Task brief
Copy out the lines below exactly, starting with the first line and ending with the line that holds "[431,426,487,480]", both ends included.
## begin The records
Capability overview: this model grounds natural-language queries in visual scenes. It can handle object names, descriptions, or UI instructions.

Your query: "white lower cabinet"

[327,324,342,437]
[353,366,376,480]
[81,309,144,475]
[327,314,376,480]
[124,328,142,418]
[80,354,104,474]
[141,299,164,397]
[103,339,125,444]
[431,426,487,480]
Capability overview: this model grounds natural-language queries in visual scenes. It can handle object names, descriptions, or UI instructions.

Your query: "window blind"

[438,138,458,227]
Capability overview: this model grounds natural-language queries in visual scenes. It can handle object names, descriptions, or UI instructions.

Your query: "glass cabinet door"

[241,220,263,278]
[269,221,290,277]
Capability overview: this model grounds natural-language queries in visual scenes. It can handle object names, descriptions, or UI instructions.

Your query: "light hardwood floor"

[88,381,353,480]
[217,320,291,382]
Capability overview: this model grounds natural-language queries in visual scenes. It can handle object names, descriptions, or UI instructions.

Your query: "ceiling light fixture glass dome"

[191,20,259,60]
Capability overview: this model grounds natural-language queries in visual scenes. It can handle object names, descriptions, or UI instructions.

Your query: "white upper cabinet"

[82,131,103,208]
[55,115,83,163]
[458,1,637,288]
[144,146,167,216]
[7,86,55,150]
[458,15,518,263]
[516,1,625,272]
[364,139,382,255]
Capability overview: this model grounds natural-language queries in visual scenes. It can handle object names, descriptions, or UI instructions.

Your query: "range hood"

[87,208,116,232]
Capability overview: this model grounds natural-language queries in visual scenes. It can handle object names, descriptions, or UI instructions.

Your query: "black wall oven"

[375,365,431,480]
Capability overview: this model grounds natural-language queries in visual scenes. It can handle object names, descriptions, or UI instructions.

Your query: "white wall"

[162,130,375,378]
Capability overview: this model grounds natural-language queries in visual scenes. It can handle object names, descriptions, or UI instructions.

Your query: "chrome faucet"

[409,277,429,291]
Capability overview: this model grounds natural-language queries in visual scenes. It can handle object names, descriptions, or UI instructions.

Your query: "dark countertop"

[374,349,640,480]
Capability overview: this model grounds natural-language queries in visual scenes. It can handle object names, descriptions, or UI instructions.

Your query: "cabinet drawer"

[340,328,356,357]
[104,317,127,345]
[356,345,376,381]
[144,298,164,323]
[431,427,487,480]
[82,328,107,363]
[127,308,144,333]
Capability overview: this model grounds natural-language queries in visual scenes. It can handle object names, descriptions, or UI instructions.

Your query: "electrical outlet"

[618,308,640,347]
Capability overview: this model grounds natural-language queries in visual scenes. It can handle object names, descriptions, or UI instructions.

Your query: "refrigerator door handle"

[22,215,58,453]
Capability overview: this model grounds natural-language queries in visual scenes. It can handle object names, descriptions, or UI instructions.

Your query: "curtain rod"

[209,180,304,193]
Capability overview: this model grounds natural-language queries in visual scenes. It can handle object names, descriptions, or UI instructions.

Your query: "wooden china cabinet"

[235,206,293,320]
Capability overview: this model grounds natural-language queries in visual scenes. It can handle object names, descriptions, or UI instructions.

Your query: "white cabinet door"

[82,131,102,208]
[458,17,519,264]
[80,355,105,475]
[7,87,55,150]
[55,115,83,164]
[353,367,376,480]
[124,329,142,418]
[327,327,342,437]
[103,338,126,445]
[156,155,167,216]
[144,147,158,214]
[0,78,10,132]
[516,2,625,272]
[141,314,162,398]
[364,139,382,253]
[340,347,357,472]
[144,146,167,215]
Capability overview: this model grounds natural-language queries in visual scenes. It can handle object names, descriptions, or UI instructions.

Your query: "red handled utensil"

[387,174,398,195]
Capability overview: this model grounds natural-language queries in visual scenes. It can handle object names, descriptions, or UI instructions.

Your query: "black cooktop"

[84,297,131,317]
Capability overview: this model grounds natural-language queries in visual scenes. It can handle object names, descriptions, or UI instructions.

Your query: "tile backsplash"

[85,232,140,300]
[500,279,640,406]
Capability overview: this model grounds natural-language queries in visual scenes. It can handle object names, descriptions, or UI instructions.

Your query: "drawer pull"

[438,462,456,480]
## end The records
Final answer
Capability overview: this model grounds natural-language queries in visual scenes. It can handle object names, descriptions, or UI instructions.

Your query: "white lower cabinet"

[327,324,342,437]
[353,366,376,480]
[81,309,144,475]
[327,314,376,480]
[124,328,142,418]
[80,354,104,474]
[141,299,164,397]
[103,339,125,444]
[431,426,487,480]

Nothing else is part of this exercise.